**Brief:**
Tally the lines in the records below that contain the string "flower", and state only the resulting number.

**Records shown:**
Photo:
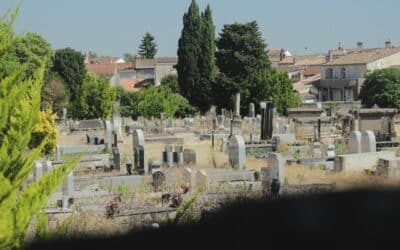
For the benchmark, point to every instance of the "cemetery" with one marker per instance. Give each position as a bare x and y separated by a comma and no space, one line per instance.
208,159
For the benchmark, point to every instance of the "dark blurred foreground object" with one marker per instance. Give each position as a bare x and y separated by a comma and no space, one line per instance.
356,219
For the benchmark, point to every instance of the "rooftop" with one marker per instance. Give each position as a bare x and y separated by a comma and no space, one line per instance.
364,56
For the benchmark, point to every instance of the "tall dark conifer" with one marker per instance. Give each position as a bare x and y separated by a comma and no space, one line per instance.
188,55
207,58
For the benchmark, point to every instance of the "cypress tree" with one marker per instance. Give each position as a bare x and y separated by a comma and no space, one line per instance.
188,55
207,64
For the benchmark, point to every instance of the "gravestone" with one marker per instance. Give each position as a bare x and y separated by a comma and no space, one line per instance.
276,168
58,153
189,156
169,154
252,111
64,114
330,153
179,153
237,106
189,176
368,141
38,170
68,191
224,144
117,158
158,181
267,109
49,166
169,122
355,142
237,152
108,133
117,120
138,150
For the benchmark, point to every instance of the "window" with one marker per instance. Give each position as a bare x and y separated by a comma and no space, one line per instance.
343,73
329,73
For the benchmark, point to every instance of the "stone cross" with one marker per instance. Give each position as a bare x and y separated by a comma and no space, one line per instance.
64,114
117,120
355,142
237,152
138,150
108,134
276,169
252,111
237,106
368,141
38,170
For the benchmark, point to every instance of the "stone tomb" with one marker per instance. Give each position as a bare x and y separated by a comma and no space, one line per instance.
138,151
368,142
237,152
354,146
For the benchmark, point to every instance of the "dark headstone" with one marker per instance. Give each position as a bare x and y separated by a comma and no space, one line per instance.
158,181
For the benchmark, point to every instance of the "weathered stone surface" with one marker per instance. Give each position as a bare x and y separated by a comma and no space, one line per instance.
237,152
355,142
368,142
275,164
361,161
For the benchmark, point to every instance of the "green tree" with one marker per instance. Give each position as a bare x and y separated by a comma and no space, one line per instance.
54,93
148,46
268,84
95,100
241,51
70,65
206,62
156,100
30,50
382,87
171,81
128,57
189,50
46,127
19,105
128,103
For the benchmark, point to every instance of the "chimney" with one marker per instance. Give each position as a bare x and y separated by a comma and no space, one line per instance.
282,55
134,63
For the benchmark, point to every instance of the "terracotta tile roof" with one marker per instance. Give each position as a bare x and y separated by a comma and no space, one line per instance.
312,70
364,56
141,63
289,68
106,69
169,60
131,85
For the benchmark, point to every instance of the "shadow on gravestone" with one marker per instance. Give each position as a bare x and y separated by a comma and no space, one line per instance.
237,152
354,146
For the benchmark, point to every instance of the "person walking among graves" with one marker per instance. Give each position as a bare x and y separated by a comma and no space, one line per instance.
275,187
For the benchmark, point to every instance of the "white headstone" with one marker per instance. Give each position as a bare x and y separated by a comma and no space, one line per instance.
355,142
117,120
276,169
38,170
49,166
368,142
138,138
108,134
237,152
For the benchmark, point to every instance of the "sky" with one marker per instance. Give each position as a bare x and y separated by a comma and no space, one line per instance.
116,27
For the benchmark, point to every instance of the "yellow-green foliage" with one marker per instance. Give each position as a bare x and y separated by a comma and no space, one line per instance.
19,109
46,128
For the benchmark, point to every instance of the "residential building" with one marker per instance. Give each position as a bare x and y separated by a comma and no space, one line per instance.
343,77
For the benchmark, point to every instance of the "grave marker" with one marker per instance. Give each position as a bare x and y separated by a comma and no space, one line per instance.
237,152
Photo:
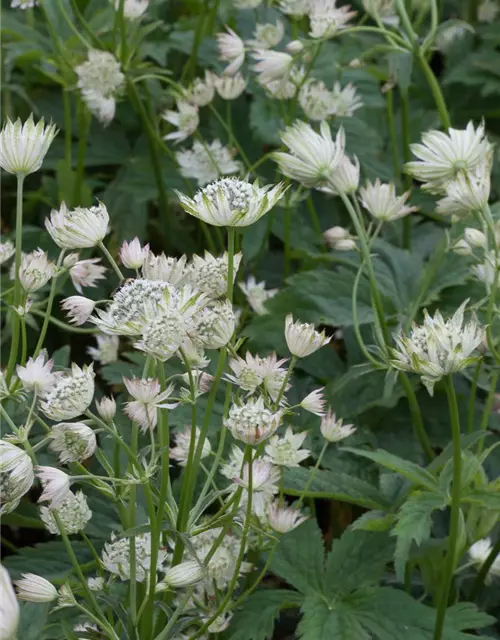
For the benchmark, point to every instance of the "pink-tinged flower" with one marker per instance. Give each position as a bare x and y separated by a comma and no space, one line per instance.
232,50
85,273
55,485
37,374
147,399
78,308
132,254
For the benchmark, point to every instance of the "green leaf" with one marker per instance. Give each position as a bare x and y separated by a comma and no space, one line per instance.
413,525
256,619
299,558
334,485
357,559
409,470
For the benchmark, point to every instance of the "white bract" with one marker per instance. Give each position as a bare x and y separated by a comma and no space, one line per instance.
78,228
24,146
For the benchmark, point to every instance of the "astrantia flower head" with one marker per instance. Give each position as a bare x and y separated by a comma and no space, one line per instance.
71,393
186,119
132,254
438,347
230,202
24,146
335,430
116,557
73,512
327,19
285,451
232,50
16,476
37,374
148,397
230,87
209,274
7,250
313,157
302,338
85,273
284,519
182,439
78,228
73,441
207,164
443,156
33,588
257,294
106,350
36,270
55,485
251,422
383,204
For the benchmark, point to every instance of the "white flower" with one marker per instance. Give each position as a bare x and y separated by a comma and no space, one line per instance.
438,347
7,250
327,19
186,119
55,485
272,65
73,441
232,50
345,102
33,588
286,451
106,408
148,397
78,308
251,422
73,512
230,87
85,273
71,393
467,193
215,325
116,557
230,202
383,204
267,35
209,274
182,440
79,228
182,575
132,254
487,11
314,157
207,164
16,476
37,374
106,350
171,270
302,338
257,294
201,92
24,146
334,430
314,402
443,156
133,9
284,519
36,270
9,607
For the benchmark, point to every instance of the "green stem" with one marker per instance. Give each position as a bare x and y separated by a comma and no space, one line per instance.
48,309
450,562
16,322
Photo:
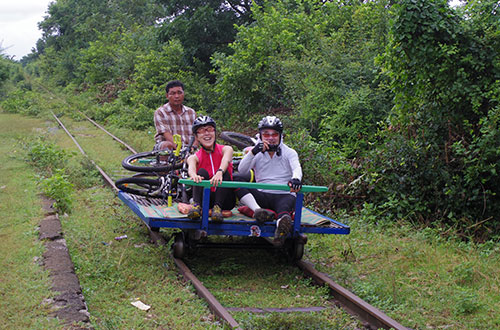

**Solution for this task:**
3